課題:
以下のデータをすべて、一字一句変えずに引用してください。

= = = = = = =

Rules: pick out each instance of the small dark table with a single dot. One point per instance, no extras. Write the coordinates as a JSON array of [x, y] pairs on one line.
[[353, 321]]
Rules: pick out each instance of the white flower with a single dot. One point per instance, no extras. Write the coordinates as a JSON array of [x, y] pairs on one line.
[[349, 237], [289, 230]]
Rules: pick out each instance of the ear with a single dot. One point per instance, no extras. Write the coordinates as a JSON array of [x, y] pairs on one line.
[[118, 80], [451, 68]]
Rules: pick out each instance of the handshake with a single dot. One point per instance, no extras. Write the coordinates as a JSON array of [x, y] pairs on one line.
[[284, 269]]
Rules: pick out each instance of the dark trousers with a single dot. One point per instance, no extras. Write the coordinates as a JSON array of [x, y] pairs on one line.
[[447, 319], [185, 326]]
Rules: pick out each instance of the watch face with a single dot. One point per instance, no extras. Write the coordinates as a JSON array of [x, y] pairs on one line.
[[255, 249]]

= = = = = = =

回答:
Rules: pick out each instance of the small dark table with a single dot. One point per instance, no extras. Write the coordinates as a JSON array of [x, y] pairs on one line.
[[353, 321]]
Rules: pick out each instance of the white flower with a single dot. One point per instance, no extras. Write the coordinates as a JSON array of [x, y] pairs on one line.
[[349, 237], [289, 230]]
Rules: pick out each instance of the ear with a single dot. One point per instance, no extras. Write the coordinates as a JSON array of [x, y] pairs on one line.
[[118, 80], [451, 68]]
Rules: pick out each instance of the handshake with a single dot. One point per instance, no extras. Write the coordinates as a JSON array of [x, y] pairs on one line.
[[284, 269]]
Rules: pick out each instance of the dark trousers with a single dot. One point per instance, no extras. Write the coordinates as a JSON array of [x, y] pairs on one line.
[[447, 319], [185, 326]]
Rules: pick out each instance of the watch face with a single dot. One point per instance, no extras. Write the coordinates as a JSON array of [x, y] pairs on one line.
[[255, 249]]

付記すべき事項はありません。